FRAGMENTO:
□ □ □

Ojalá las situaciones a analizar fueran como la del sádico que descuartiza a una anciana indefensa. Esa escena no exige forzar nuestra capacidad de reflexión ni cuestionar nuestros valores (y en el peor de los casos, un juicio injustificadamente severo sólo afectaría a un ser abominable).

En cambio, las situaciones interesantes suelen enfrentar al menos dos derechos valiosos, cuando no un enjambre entero. Justamente se plantea un dilema porque, sea cual fuere la conclusión, uno o varios derechos valiosos quedarán inevitablemente limitados. Se trata de situaciones donde la solución al dilema implica restringir derechos que hasta entonces considerábamos irrestringibles.

A menudo, quien plantea un problema político omite, voluntariamente o no, alguno de los sujetos cuyo derecho se encuentra en pugna. De esta manera, presenta la situación con la simpleza del sádico y la anciana.

¿Cómo negarnos a una conclusión que sólo defiende un derecho considerado supremo? Nuestro apoyo está asegurado y el sádico concentra todo el repudio.

□ □ □

EJERCICIOS:
- 1) Responde sobre el texto de los dilemas entre derechos:
(a) En la escena del sádico y la anciana, ¿a quién afectaría, en el peor de los casos, un juicio demasiado severo?
(b) ¿Qué suelen enfrentar las situaciones interesantes?
(c) ¿Qué deja fuera a menudo quien plantea un problema político?
- 2) Resume en menos palabras el párrafo del texto de los dilemas entre derechos que empieza con "En cambio, las situaciones interesantes", sin perder sus ideas principales.
- 3) Según el texto de los dilemas entre derechos, ¿por qué se plantea un dilema en las situaciones interesantes? Responde en una a tres oraciones.

REGISTROS DADOS:
□ □ □

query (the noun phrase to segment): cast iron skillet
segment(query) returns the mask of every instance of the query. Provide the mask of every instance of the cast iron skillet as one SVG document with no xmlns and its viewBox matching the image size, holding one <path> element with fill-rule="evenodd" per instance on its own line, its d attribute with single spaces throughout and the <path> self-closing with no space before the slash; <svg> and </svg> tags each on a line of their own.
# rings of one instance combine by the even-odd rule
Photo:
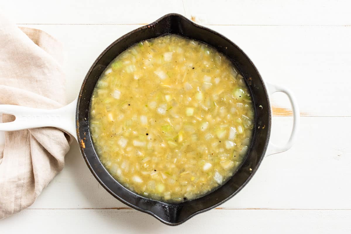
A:
<svg viewBox="0 0 351 234">
<path fill-rule="evenodd" d="M 100 75 L 109 63 L 120 53 L 135 43 L 170 33 L 204 42 L 226 55 L 244 76 L 255 109 L 252 143 L 241 167 L 229 180 L 217 190 L 201 198 L 178 204 L 167 204 L 146 198 L 121 185 L 109 174 L 99 160 L 89 131 L 89 110 L 93 91 Z M 277 146 L 270 143 L 269 153 L 272 154 L 291 147 L 299 123 L 299 111 L 294 98 L 287 90 L 276 86 L 269 86 L 271 93 L 280 91 L 287 94 L 292 104 L 294 116 L 293 131 L 287 144 Z M 176 225 L 230 199 L 253 175 L 269 146 L 272 115 L 269 94 L 252 62 L 235 44 L 219 33 L 194 24 L 182 15 L 170 14 L 126 34 L 106 48 L 88 71 L 82 85 L 78 101 L 75 100 L 66 107 L 51 110 L 0 105 L 0 113 L 12 114 L 16 117 L 14 122 L 0 123 L 0 131 L 52 126 L 62 129 L 75 137 L 77 135 L 76 139 L 88 167 L 97 180 L 111 194 L 123 203 L 150 214 L 166 224 Z M 48 118 L 44 118 L 45 117 Z"/>
</svg>

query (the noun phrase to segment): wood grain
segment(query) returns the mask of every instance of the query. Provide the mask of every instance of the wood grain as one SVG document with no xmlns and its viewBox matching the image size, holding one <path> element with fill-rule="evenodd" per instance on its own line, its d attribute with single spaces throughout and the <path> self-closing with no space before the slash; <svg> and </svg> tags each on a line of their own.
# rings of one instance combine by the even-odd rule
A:
<svg viewBox="0 0 351 234">
<path fill-rule="evenodd" d="M 201 24 L 222 25 L 350 25 L 347 0 L 211 1 L 16 0 L 2 4 L 18 24 L 140 24 L 168 13 Z M 38 9 L 45 10 L 38 10 Z M 112 13 L 113 12 L 113 13 Z M 117 13 L 118 12 L 118 13 Z M 64 17 L 62 17 L 64 15 Z"/>
<path fill-rule="evenodd" d="M 58 234 L 229 233 L 233 230 L 250 234 L 349 233 L 350 216 L 349 210 L 213 209 L 170 227 L 133 210 L 27 209 L 0 220 L 0 230 Z"/>
</svg>

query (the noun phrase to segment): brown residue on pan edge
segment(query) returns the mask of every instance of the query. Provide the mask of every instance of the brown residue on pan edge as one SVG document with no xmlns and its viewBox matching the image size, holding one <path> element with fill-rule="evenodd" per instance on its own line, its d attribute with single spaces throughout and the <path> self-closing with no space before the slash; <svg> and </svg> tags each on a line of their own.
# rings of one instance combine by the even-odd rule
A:
<svg viewBox="0 0 351 234">
<path fill-rule="evenodd" d="M 82 140 L 80 140 L 80 145 L 82 146 L 82 147 L 83 147 L 83 149 L 85 148 L 85 143 L 84 143 L 84 141 L 83 141 Z"/>
<path fill-rule="evenodd" d="M 283 108 L 276 106 L 272 106 L 272 110 L 273 111 L 273 116 L 292 116 L 292 111 L 289 108 Z M 307 116 L 309 115 L 309 114 L 305 112 L 300 112 L 300 115 Z"/>
</svg>

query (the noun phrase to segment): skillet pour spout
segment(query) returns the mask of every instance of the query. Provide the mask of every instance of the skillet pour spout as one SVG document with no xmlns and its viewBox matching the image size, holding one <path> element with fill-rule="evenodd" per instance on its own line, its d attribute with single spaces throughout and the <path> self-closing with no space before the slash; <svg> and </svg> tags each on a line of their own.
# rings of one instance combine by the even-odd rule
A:
<svg viewBox="0 0 351 234">
<path fill-rule="evenodd" d="M 201 198 L 177 204 L 167 204 L 144 198 L 127 189 L 105 168 L 94 149 L 89 130 L 89 110 L 94 88 L 101 73 L 121 53 L 134 44 L 167 34 L 178 34 L 206 43 L 231 60 L 244 76 L 254 108 L 253 133 L 243 161 L 233 175 L 220 187 Z M 292 107 L 293 130 L 287 142 L 276 146 L 269 142 L 272 110 L 269 95 L 285 93 Z M 0 105 L 0 113 L 15 115 L 16 120 L 0 123 L 0 131 L 13 131 L 42 127 L 54 127 L 76 136 L 81 152 L 92 173 L 102 187 L 124 204 L 149 214 L 168 225 L 176 225 L 194 215 L 217 206 L 232 198 L 249 182 L 257 171 L 266 150 L 268 155 L 288 149 L 296 138 L 299 123 L 298 107 L 286 89 L 266 86 L 253 64 L 234 43 L 218 33 L 198 25 L 180 15 L 170 14 L 135 29 L 114 42 L 99 56 L 86 76 L 77 99 L 66 107 L 54 110 Z M 75 115 L 75 120 L 74 116 Z M 60 121 L 38 116 L 55 116 Z M 33 118 L 25 118 L 25 116 Z M 24 117 L 25 116 L 25 117 Z M 268 149 L 267 149 L 267 147 Z"/>
</svg>

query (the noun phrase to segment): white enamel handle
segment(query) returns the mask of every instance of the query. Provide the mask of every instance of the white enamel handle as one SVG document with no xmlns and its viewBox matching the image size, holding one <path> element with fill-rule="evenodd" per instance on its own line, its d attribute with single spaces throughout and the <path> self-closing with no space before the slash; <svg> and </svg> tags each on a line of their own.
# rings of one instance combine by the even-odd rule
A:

□ □ □

RESPUESTAS POR EJERCICIO:
- 1)
(a) Sólo a un ser abominable.
(b) Al menos dos derechos valiosos, cuando no un enjambre entero.
(c) Alguno de los sujetos cuyo derecho está en pugna, ya sea a propósito o sin querer.

- 2) Las situaciones interesantes enfrentan al menos dos derechos valiosos, o muchos más. Por eso surge el dilema: cualquier conclusión limitará sin remedio uno o varios de esos derechos. Resolverlo obliga a restringir derechos que antes creíamos irrestringibles.

- 3) Se plantea un dilema porque en esas situaciones chocan al menos dos derechos valiosos. Sea cual sea la conclusión, uno o varios de ellos quedarán inevitablemente limitados.